> Task:
According to the service terms below, when may the provider take action against a user, and what may that action include? Answer in one to three sentences.

> Excerpted passage:
By using the Services, you agree to receive certain communications in connection with the Services. The communications between you and us use electronic means, whether you use the Services or send us emails, or whether we posts notices on the Services or communicates with you via email. For contractual purposes, you (i) consent to receive communications from us in an electronic form; and (ii) agree that all terms and conditions, agreements, notices, disclosures, and other communications that we provides to you electronically satisfy any legal requirement that such communications would satisfy if it were to be a hardcopy in writing. The foregoing does not affect your non waivable rights.

13. Prohibited user content

13.1. You agree that you will not under any circumstances transmit any User Content (including software, text, images, or other information) that:

(a) is unlawful and/or promotes unlawful activities;

(b) defames, harasses, abuses, threatens, or incites violence towards any individual or group;

(c) is pornographic, discriminatory and/or otherwise victimizes and/or intimidates an individual and/or group on the basis of religion, gender, sexual orientation, race, ethnicity, age and/or disability;

(d) is spam, is machine- or randomly-generated, constitutes unauthorized or unsolicited advertising, chain letters, any other form of unauthorized solicitation and/or any form of lottery and/or gambling;

(e) contains and/or installs any viruses, worms, malware, Trojan horses and/or other content that is designed or intended to disrupt, damage and/or limit the functioning of any software, hardware, and/or telecommunications equipment and/or to damage and/or obtain unauthorized access to any data and/or other information of any third party;

(f) infringes on any proprietary right of any party, including patent, trademark, trade secret, copyright, right of publicity and/or other rights;

(g) impersonates any person or entity, including any of our employees or representatives; and/or

(h) violates the privacy of any third party

14. Review of user content by Us

14.1. Enforcement.

We cannot and does not undertake to screen, review, edit, censor and/or otherwise filter and/or control User Content and/or the behavior of users of User Content and/or the Services. We may, but shall not be obliged to, review, either by manual and/or automated means, all User Content which is and/or may be uploaded on this Services, and monitor and/or review any areas of this Services where users transmit and/or post communications or communicate with each other or us (as applicable). We reserve the right (but have no obligation) to review any User Content, and to investigate and/or take appropriate action against you in our sole discretion if you violate the Terms and/or otherwise create liability for us or any other person. Such action may include without limitation removing and/or modifying your User Content, terminating your Account, and/or reporting you to law enforcement authorities.

14.2. User Content Liability.

We shall not be liable for any loss, deletion, removal and/or failure of delivery to the intended recipient of User Content, whether caused by computer virus, unauthorized access and/or otherwise. You are encouraged to retain a back-up copy of all User Content and you undertake that you shall do so in respect of all uploaded User Content. We reserves the right to deny access to this site and delete User Content at any time without notice.

> Data to examine:

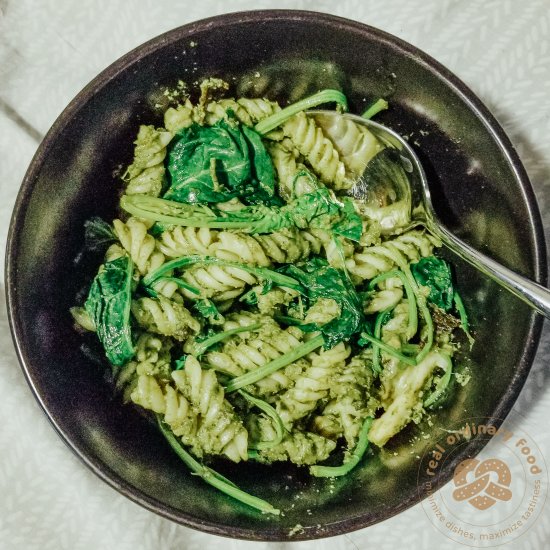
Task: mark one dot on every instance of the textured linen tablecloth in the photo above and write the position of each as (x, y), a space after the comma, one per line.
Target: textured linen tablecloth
(49, 50)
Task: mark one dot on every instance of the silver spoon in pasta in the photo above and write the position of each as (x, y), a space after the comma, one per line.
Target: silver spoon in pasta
(390, 180)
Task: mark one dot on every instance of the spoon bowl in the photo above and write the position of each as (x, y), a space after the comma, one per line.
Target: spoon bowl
(399, 185)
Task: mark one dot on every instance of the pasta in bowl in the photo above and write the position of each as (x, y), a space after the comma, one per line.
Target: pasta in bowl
(254, 305)
(76, 177)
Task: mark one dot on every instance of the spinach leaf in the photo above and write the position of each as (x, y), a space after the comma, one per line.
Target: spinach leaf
(108, 304)
(435, 274)
(320, 280)
(319, 209)
(217, 163)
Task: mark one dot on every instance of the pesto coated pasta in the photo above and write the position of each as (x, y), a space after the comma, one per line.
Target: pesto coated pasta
(254, 304)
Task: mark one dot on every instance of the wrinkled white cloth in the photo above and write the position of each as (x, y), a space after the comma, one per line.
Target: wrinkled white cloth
(48, 51)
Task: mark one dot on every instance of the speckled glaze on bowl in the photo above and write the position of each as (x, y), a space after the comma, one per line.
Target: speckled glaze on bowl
(480, 189)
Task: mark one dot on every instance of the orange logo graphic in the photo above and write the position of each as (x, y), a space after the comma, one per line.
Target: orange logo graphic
(480, 491)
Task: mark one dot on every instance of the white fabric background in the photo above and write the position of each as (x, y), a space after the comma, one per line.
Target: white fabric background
(49, 50)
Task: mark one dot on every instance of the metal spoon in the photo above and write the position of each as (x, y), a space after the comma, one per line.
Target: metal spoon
(533, 294)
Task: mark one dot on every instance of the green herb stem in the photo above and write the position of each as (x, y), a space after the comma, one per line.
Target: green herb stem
(273, 366)
(381, 318)
(374, 108)
(357, 455)
(430, 331)
(188, 261)
(465, 325)
(199, 348)
(214, 478)
(325, 96)
(447, 365)
(180, 283)
(272, 413)
(412, 326)
(389, 349)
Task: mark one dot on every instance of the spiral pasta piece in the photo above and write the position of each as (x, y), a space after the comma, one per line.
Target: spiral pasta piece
(164, 316)
(145, 176)
(319, 151)
(284, 246)
(312, 385)
(152, 357)
(350, 401)
(217, 282)
(139, 245)
(355, 144)
(406, 248)
(300, 448)
(402, 391)
(186, 241)
(240, 355)
(247, 111)
(219, 430)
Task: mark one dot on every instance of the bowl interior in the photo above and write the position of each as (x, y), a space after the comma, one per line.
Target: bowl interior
(480, 190)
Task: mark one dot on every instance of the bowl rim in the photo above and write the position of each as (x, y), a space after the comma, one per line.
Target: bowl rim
(187, 31)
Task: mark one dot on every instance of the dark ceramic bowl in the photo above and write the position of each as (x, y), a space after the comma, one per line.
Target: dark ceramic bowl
(481, 191)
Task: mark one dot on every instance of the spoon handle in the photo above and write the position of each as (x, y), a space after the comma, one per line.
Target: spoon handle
(533, 294)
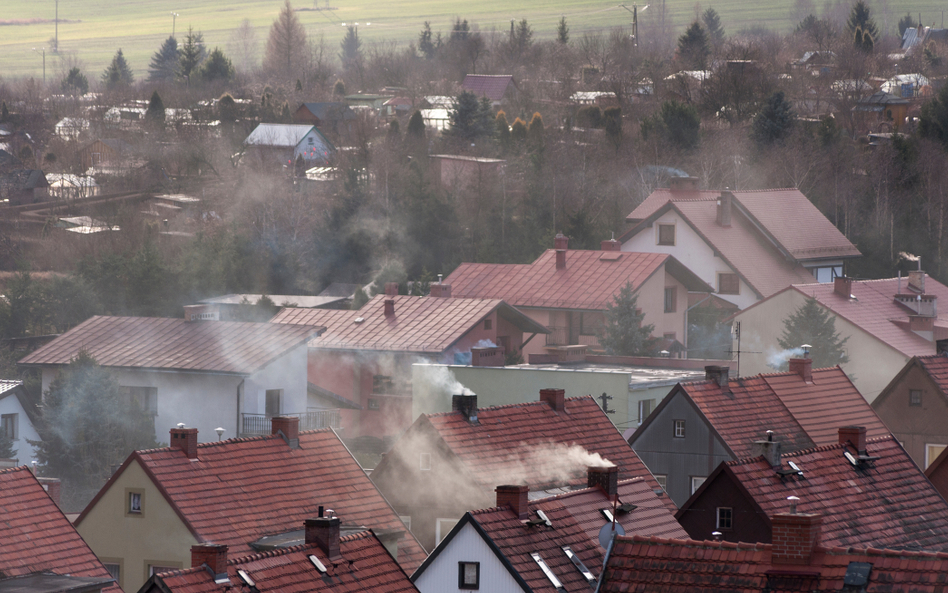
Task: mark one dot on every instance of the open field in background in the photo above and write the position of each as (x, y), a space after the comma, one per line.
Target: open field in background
(94, 29)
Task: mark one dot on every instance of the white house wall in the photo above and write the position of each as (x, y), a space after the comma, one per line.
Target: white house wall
(692, 251)
(441, 576)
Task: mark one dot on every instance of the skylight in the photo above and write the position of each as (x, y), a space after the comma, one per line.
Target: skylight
(546, 570)
(319, 565)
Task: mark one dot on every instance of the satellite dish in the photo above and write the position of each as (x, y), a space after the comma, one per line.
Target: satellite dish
(605, 534)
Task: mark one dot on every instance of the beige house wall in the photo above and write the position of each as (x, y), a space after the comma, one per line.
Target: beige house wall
(156, 536)
(872, 363)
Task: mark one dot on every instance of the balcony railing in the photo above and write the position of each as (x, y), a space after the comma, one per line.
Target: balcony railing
(259, 424)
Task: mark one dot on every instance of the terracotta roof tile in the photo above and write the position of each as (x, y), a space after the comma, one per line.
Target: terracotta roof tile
(420, 324)
(35, 536)
(162, 343)
(588, 282)
(889, 505)
(240, 490)
(366, 566)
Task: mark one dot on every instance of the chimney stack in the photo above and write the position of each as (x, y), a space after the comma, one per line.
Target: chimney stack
(440, 291)
(606, 478)
(186, 440)
(53, 487)
(560, 244)
(843, 286)
(288, 427)
(855, 436)
(324, 533)
(718, 374)
(467, 405)
(213, 557)
(515, 497)
(555, 397)
(794, 537)
(769, 450)
(724, 208)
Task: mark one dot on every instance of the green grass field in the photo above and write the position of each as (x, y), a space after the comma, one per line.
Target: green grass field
(94, 29)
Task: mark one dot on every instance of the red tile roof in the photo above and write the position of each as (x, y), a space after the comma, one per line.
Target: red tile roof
(801, 414)
(532, 444)
(420, 324)
(786, 215)
(242, 489)
(494, 87)
(366, 566)
(876, 311)
(890, 504)
(686, 566)
(173, 344)
(35, 536)
(590, 280)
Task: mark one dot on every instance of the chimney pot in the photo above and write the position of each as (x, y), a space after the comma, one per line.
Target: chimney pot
(517, 498)
(324, 533)
(606, 478)
(288, 427)
(214, 556)
(186, 440)
(556, 398)
(843, 286)
(855, 436)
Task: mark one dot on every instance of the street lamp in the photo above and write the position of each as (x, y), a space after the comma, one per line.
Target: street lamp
(42, 49)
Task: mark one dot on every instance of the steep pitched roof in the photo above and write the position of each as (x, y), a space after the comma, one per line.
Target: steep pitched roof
(232, 347)
(35, 536)
(420, 324)
(659, 565)
(876, 311)
(888, 503)
(533, 444)
(494, 87)
(590, 280)
(366, 566)
(242, 489)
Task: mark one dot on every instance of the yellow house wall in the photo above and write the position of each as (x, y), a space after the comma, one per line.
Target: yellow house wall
(156, 537)
(872, 364)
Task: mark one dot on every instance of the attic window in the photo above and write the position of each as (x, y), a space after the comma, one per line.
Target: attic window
(317, 563)
(546, 570)
(579, 565)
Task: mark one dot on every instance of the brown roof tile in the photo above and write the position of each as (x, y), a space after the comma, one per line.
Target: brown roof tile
(366, 566)
(162, 343)
(240, 490)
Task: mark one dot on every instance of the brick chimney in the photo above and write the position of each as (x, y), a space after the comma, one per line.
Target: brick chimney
(560, 244)
(211, 556)
(288, 427)
(467, 405)
(683, 184)
(794, 537)
(606, 478)
(843, 286)
(718, 374)
(611, 245)
(855, 436)
(555, 397)
(186, 440)
(324, 533)
(724, 208)
(53, 487)
(440, 291)
(803, 367)
(515, 497)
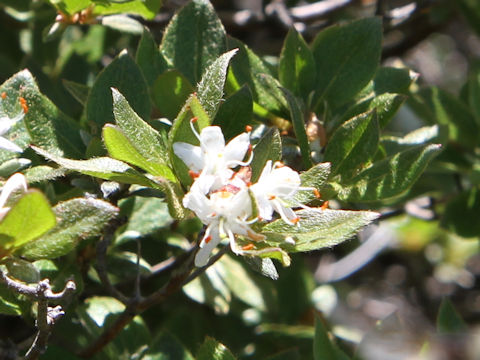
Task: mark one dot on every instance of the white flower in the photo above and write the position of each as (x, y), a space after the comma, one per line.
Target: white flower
(277, 184)
(213, 161)
(226, 213)
(16, 182)
(5, 125)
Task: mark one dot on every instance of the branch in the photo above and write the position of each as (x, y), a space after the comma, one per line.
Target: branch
(136, 306)
(46, 316)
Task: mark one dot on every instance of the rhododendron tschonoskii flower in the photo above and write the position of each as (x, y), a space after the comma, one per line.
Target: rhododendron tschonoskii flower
(213, 161)
(15, 183)
(225, 212)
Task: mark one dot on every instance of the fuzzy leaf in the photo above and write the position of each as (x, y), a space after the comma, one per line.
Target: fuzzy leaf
(211, 349)
(144, 139)
(296, 65)
(268, 148)
(345, 67)
(194, 39)
(29, 218)
(318, 228)
(210, 88)
(170, 91)
(390, 177)
(47, 126)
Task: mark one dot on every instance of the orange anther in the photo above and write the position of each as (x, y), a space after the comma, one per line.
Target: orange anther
(24, 105)
(193, 174)
(248, 247)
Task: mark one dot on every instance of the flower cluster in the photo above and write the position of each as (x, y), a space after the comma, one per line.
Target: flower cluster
(222, 195)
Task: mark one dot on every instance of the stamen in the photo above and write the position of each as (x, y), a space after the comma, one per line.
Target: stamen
(193, 174)
(24, 105)
(248, 247)
(192, 121)
(221, 229)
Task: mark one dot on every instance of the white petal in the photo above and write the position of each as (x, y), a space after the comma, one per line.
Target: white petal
(237, 148)
(203, 254)
(267, 169)
(16, 182)
(199, 204)
(212, 140)
(265, 209)
(6, 144)
(191, 155)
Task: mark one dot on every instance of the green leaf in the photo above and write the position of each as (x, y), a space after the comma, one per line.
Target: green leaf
(70, 6)
(422, 136)
(194, 39)
(123, 74)
(145, 216)
(10, 303)
(166, 347)
(315, 177)
(461, 213)
(390, 177)
(385, 105)
(211, 349)
(78, 219)
(42, 173)
(240, 282)
(449, 320)
(296, 65)
(103, 168)
(438, 106)
(210, 88)
(345, 67)
(148, 57)
(78, 91)
(268, 148)
(47, 126)
(247, 68)
(182, 132)
(22, 270)
(323, 348)
(298, 121)
(142, 137)
(235, 113)
(170, 91)
(29, 218)
(318, 228)
(263, 266)
(144, 8)
(353, 144)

> Task solution:
The provider may act at its sole discretion if a user violates the Terms or otherwise creates liability for the provider or any other person. The action may include removing or modifying the user's User Content, ending the user's Account, or reporting the user to law enforcement.